• Written instruction
Rewrite the lines from the one containing "of the awning" through the final line, changing "innermost point" to "central point" and leaving everything else as it is.

──────── Data in this exercise

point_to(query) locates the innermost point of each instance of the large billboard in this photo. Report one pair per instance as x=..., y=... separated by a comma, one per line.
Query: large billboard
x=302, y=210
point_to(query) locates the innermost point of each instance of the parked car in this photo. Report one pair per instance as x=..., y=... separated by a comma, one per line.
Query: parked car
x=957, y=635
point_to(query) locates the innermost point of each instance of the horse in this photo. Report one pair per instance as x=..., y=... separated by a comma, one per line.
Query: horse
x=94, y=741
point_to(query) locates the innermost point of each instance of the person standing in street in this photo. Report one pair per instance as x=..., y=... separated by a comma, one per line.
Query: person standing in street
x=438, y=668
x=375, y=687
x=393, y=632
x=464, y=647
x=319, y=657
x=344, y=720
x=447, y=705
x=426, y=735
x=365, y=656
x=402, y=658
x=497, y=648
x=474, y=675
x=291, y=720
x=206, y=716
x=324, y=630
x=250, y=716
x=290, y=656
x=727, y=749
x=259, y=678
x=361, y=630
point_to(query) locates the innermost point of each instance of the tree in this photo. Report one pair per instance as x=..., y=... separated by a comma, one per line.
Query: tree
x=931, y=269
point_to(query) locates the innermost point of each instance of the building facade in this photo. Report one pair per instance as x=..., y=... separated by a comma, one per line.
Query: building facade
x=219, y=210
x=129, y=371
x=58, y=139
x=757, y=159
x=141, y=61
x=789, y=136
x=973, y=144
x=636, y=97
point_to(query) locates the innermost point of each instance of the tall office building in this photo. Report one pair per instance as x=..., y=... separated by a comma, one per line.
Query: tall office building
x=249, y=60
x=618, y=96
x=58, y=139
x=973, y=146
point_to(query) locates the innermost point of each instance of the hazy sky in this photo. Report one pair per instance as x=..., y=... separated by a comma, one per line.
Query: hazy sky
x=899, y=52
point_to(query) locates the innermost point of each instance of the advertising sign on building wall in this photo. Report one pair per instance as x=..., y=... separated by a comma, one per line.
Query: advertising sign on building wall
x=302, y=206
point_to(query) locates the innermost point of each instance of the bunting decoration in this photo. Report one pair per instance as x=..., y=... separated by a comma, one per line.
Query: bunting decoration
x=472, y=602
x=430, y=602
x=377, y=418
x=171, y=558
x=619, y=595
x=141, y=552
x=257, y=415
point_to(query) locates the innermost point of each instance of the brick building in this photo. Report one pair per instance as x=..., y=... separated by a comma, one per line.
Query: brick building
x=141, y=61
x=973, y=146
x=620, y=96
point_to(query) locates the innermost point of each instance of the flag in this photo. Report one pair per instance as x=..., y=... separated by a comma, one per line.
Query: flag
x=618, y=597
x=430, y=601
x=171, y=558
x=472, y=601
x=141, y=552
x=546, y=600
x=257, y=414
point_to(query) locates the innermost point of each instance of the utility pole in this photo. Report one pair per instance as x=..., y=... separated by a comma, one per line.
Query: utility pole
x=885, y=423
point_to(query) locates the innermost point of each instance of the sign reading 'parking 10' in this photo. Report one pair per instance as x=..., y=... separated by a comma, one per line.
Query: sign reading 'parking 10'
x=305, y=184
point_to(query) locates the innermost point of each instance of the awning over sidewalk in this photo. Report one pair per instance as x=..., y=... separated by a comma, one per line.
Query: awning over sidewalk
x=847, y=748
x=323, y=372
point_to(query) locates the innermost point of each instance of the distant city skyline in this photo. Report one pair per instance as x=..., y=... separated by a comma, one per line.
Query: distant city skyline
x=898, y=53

────────────────

• Completed exercise
point_to(query) locates the central point of each instance of the awning over sidewalk in this photo. Report one pair per instance as x=..., y=... separated by a comma, one per line.
Query: awning over sidewalk
x=847, y=748
x=323, y=372
point_to(query) locates the central point of each instance of the distant city skyline in this photo. Report one pair per instance as x=..., y=... separated by a comma, one per line.
Query: distant city skyline
x=898, y=53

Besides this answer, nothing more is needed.